» 引用文
###

それは、2001年に同社が運営する「コトデンそごう」が
倒産し経営が立ち行かなくなり、
民事再生手続きを進めていた時のこと。

©GABOMI.

高松琴平電気鉄道は、沿線に住む方々に
「ことでんは、必要ですか?」と問いかけました。
多く集まったのは「鉄道はいるけど、ことでんはいらない」という答え。
それは「鉄道は必要だけど、それはことでんじゃなくてもいい」という厳しい意見でした。

この評価を真摯に受けとめた新経営陣は、
再生へ向けてすぐさま動きだしました。
まずは「過去を忘れるな」「変わり続けよう」「挑戦を続けよう」
という前提にもとづいた「ことでん100計画」を宣言し、
設備やサービス面を改善。
そして地域の人と一緒に香川と鉄道の未来を
描いていく鉄道へと生まれ変わり、
2006年には、無事再生計画を終了しました。

再建の際には、イルカのマスコットキャラクター「ことちゃん」も誕生しました。
なぜイルカなのかというと、「いるか?」にかけているんです。

「どれだけ長い歴史をもっていようが、
真摯に地域の声に向き合わなければ
愛着や信頼は簡単に失われる。
その当たり前のことに気づいた苦い経験が、
新生ことでんの原点にあります。

###

» 提供データ

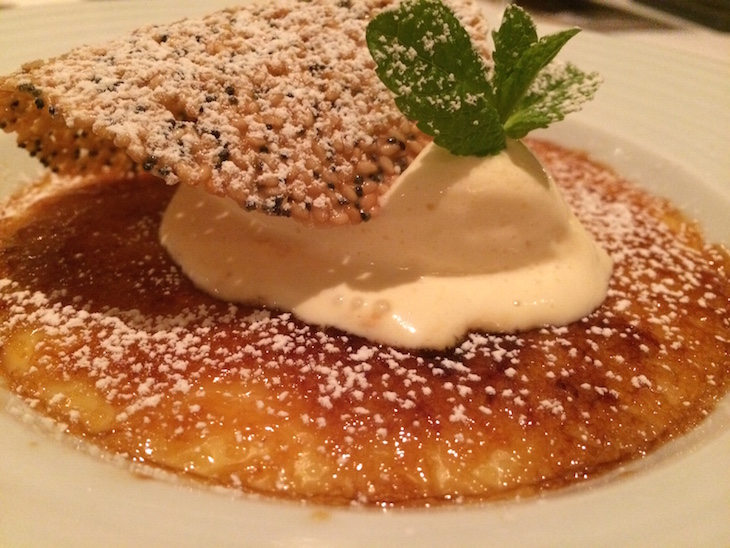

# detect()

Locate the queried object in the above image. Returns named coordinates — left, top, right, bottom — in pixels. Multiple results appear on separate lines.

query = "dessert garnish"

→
left=367, top=0, right=600, bottom=156
left=161, top=0, right=611, bottom=348
left=367, top=0, right=600, bottom=156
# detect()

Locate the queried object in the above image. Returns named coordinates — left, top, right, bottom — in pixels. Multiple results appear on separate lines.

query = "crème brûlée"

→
left=0, top=0, right=730, bottom=505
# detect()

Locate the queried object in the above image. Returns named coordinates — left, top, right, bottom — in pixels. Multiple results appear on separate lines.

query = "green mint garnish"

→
left=367, top=0, right=600, bottom=156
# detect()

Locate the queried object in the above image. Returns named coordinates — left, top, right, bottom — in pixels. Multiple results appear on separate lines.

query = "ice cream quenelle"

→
left=160, top=141, right=612, bottom=348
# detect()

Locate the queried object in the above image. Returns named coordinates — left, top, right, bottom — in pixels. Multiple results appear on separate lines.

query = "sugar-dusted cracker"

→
left=0, top=0, right=486, bottom=225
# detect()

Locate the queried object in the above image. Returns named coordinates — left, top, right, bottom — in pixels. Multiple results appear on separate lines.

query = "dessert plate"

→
left=0, top=0, right=730, bottom=546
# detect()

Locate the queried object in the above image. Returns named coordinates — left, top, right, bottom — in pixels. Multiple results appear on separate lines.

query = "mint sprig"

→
left=367, top=0, right=600, bottom=156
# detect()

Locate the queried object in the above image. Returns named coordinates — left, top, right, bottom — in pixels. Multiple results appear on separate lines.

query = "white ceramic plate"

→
left=0, top=0, right=730, bottom=546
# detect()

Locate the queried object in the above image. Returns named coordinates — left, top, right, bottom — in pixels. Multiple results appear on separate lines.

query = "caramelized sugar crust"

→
left=0, top=142, right=730, bottom=505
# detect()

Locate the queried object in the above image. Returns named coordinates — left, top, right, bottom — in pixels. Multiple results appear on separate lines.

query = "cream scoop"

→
left=160, top=141, right=612, bottom=348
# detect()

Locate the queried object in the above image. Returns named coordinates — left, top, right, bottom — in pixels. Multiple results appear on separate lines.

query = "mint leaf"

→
left=367, top=0, right=599, bottom=156
left=504, top=63, right=601, bottom=139
left=492, top=4, right=537, bottom=95
left=497, top=29, right=578, bottom=121
left=366, top=0, right=506, bottom=156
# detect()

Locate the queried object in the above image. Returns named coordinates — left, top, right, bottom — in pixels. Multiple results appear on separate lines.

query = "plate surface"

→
left=0, top=0, right=730, bottom=546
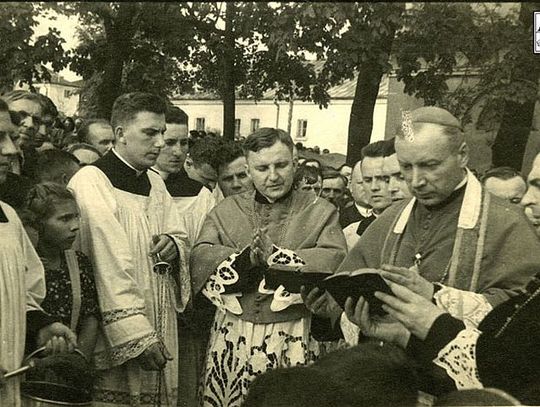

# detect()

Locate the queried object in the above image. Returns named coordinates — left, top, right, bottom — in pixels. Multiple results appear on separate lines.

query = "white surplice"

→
left=0, top=202, right=45, bottom=407
left=68, top=151, right=190, bottom=406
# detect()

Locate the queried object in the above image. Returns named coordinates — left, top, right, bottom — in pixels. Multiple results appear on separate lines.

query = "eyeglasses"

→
left=9, top=110, right=42, bottom=126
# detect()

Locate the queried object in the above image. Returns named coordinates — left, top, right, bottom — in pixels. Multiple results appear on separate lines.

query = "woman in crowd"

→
left=25, top=183, right=98, bottom=359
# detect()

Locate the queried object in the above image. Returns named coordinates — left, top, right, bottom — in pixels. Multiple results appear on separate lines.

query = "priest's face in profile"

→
left=115, top=111, right=166, bottom=170
left=247, top=141, right=296, bottom=202
left=383, top=154, right=411, bottom=202
left=396, top=123, right=469, bottom=206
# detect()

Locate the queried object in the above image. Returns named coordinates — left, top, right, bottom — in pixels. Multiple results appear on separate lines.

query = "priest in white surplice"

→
left=68, top=92, right=190, bottom=406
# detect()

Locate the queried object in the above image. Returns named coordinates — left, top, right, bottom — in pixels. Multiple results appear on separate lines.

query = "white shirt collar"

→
left=354, top=202, right=373, bottom=218
left=152, top=166, right=169, bottom=181
left=112, top=147, right=144, bottom=177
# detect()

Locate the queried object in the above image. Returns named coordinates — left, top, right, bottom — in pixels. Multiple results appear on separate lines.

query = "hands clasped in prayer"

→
left=301, top=265, right=444, bottom=347
left=249, top=227, right=273, bottom=266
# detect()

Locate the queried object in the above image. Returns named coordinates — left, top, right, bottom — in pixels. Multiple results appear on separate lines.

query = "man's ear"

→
left=114, top=126, right=127, bottom=144
left=458, top=142, right=469, bottom=168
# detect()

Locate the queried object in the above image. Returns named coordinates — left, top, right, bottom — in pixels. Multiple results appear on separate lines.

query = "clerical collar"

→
left=255, top=188, right=293, bottom=205
left=354, top=203, right=373, bottom=218
left=0, top=205, right=9, bottom=223
left=90, top=150, right=152, bottom=196
left=150, top=166, right=169, bottom=180
left=111, top=147, right=146, bottom=177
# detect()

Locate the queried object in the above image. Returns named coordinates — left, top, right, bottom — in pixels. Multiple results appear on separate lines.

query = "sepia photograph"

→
left=0, top=1, right=540, bottom=407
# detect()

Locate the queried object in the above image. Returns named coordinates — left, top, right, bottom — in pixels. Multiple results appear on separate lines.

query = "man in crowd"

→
left=191, top=128, right=346, bottom=407
left=383, top=146, right=412, bottom=203
left=165, top=137, right=222, bottom=213
left=0, top=99, right=32, bottom=209
left=66, top=143, right=101, bottom=167
left=68, top=92, right=190, bottom=406
left=218, top=141, right=253, bottom=198
left=178, top=141, right=253, bottom=406
left=306, top=107, right=540, bottom=350
left=343, top=140, right=393, bottom=249
left=339, top=161, right=371, bottom=229
left=36, top=149, right=80, bottom=185
left=521, top=153, right=540, bottom=237
left=482, top=167, right=527, bottom=204
left=321, top=168, right=347, bottom=208
left=77, top=119, right=114, bottom=155
left=2, top=90, right=44, bottom=180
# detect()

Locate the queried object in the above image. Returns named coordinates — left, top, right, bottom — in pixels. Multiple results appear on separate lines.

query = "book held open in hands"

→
left=265, top=265, right=393, bottom=316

###

» 課題の目的
ことでんの再生を扱った引用文から、「まずは「過去を忘れるな」「変わり続けよう」「挑戦を続けよう」」で始まり「なぜイルカなのかというと、「いるか?」にかけているんです。」で終わる部分を一字一句変えずに書き写してください。

» 期待される出力
まずは「過去を忘れるな」「変わり続けよう」「挑戦を続けよう」
という前提にもとづいた「ことでん100計画」を宣言し、
設備やサービス面を改善。
そして地域の人と一緒に香川と鉄道の未来を
描いていく鉄道へと生まれ変わり、
2006年には、無事再生計画を終了しました。

再建の際には、イルカのマスコットキャラクター「ことちゃん」も誕生しました。
なぜイルカなのかというと、「いるか?」にかけているんです。